• Requirement:
The data beneath this task is to be duplicated exactly, in its entirety.

• The data:
────

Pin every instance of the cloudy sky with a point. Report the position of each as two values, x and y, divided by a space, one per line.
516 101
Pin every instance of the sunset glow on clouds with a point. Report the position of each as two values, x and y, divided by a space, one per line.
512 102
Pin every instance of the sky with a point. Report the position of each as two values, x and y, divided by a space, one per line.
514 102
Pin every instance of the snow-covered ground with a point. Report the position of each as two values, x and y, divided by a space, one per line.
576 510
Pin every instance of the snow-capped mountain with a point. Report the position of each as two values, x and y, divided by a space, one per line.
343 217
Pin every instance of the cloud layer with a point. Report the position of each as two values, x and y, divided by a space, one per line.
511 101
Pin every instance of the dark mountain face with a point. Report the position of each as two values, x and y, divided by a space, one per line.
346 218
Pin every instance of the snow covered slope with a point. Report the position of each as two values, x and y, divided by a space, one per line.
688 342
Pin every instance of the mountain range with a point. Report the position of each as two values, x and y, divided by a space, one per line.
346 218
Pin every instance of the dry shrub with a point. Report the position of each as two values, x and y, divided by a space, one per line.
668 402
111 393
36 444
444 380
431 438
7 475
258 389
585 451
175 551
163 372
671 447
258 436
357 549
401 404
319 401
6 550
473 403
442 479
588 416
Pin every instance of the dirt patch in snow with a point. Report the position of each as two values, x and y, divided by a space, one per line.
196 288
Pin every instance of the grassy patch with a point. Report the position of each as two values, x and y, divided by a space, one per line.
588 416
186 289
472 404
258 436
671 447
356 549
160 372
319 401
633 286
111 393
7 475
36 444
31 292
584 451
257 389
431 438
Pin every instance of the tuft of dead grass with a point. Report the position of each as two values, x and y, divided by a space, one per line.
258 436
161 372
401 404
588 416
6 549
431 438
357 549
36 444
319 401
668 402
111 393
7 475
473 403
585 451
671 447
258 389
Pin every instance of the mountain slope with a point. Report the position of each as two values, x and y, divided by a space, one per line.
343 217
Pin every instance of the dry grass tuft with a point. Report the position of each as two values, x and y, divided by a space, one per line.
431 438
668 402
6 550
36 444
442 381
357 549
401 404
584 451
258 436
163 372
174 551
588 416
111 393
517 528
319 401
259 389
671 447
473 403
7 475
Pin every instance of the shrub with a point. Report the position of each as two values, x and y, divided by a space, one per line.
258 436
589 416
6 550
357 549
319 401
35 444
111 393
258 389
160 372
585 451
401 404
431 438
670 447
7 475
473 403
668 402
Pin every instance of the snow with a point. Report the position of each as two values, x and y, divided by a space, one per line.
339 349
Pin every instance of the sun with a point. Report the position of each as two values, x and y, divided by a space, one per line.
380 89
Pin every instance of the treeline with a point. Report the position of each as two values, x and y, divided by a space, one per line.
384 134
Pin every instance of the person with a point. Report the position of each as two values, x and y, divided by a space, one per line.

────

• Output for this exercise:
Pin every instance of the cloudy sky with a point. Report the position of each as two values, x and y, divided by a space, one per line.
516 101
Pin every instance of the sunset glow on clouds with a point. Report the position of each as two values, x and y, divided by a space, one per line.
512 102
Pin every instance of the sky with a point. Report the position of each as two values, x and y, divided by a space, one per line.
514 102
Pin every instance of the snow-covered ground with a point. Report the position of each as two values, x and y, divided by a space, one per line.
576 510
Pin every instance of the snow-capped mountain with a point. Report the position of each as two values, x and y, divided by a space, one per line.
343 217
Pin every instance of the cloud layer with a point. Report the position of each as two values, x and y, divided by a space, one per line.
511 101
Pin every instance of the dark mountain face with a point. Report the position of each as two values, x and y, divided by a space, one per line.
346 218
Pin every instance of the snow covered slope with a point. Report the position of each as two values, x and y, divided by a space, one per line.
688 342
Pin every instance of the mountain range with a point. Report the position of each as two values, x and y, divided by a space, one per line.
346 218
Pin every instance of the dry shrub with a point. Report the position of each as two values, x and y, divided by a space, one per line.
668 402
111 393
36 444
444 380
431 438
7 475
258 389
585 451
175 551
163 372
671 447
258 436
357 549
401 404
319 401
6 550
473 403
442 479
588 416
Pin every instance of the dirt patch in snow with a point. Report the position of each as two values, x and y, divided by a space, one per line.
196 288
Pin every instance of the grassy patch with a point. Report the position of each as two values, x and y, divided by a space, one per line.
588 416
186 289
472 404
258 436
671 447
356 549
160 372
319 401
633 286
111 393
7 475
36 444
31 292
584 451
257 389
431 438
Pin every instance of the tuft of dead grass with a point. Report the position of each as two values, x and y, divided by a space, one per line.
258 436
161 372
401 404
588 416
6 549
431 438
357 549
36 444
319 401
668 402
111 393
7 475
473 403
585 451
671 447
258 389
Pin every instance of the mountain slope with a point. Report the position of each as two values, x and y, divided by a space, one per line.
343 217
Pin every instance of the dry grass tuft with a point. Report the position of each as two values, x and y, divided by a space, one per line.
431 438
668 402
6 550
36 444
442 381
357 549
401 404
584 451
258 436
163 372
174 551
588 416
111 393
517 528
319 401
259 389
671 447
473 403
7 475
Pin every instance of the shrub with a point. Report the position of each as two values, x and y, divided by a space, one per line.
258 436
589 416
6 550
357 549
319 401
35 444
111 393
258 389
160 372
585 451
401 404
431 438
670 447
7 475
473 403
668 402
Pin every instance of the snow with a point. Report the position of each as two values, x and y, divided by a space, one per line.
339 349
Pin every instance of the sun with a point. Report the position of each as two values, x and y, divided by a space, one per line.
380 89
Pin every instance of the treeline with a point. Report the position of each as two values, x and y, divided by a space, one per line.
384 134
Pin every instance of the person with a point. Report the position of each as two values, x and y, divided by a space, one per line.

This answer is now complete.